WHAT NEEDS TO BE DONE:
When the line containing "404, row 118." is found in the data below, copy it and each line after it through the line containing "Target: black boom pole", exactly and with no others.

[Referring expression data]
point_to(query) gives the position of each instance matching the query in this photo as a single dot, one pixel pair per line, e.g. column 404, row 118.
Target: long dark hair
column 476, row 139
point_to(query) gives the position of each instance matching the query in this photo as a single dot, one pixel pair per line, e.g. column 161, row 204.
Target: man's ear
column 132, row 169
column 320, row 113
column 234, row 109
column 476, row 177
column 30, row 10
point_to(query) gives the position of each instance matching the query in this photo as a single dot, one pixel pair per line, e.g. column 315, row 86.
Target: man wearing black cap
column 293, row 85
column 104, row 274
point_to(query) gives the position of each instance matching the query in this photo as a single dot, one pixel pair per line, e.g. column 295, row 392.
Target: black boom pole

==

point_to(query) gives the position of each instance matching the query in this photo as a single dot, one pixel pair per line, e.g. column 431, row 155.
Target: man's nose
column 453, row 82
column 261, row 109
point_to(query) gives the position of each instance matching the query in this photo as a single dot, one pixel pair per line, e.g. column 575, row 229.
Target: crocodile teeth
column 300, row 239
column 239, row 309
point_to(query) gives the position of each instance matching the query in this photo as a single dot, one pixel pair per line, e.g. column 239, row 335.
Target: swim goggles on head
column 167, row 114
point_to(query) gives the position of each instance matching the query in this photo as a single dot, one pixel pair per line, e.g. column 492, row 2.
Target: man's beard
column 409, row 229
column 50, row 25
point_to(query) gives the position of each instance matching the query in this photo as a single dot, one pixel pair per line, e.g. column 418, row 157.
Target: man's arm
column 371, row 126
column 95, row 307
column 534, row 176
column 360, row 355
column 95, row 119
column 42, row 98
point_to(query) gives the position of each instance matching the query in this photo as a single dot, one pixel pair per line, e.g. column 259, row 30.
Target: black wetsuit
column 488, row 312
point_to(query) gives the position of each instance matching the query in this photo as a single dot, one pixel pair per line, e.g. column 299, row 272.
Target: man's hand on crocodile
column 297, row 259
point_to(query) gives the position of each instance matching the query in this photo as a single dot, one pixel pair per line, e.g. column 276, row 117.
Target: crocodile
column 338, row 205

EXERCISE ANSWER:
point_to(query) gives the position of each instance matching the query in this photo as a single dot, one pixel pair per line, e.g. column 404, row 118.
Target: long dark hair
column 476, row 139
point_to(query) gives the position of each instance matching the query in this photo as a single dot, one pixel pair per line, e.g. column 161, row 204.
Target: man's ear
column 132, row 169
column 320, row 113
column 234, row 109
column 476, row 177
column 30, row 10
point_to(query) gives the position of each instance matching the query in this photo as a single dot, one pixel pair per line, e.g. column 315, row 86.
Target: man wearing black cap
column 293, row 85
column 104, row 274
point_to(query) gives the position of each instance matching the query in this photo as a single dot, one pixel pair per line, e.g. column 295, row 392.
Target: black boom pole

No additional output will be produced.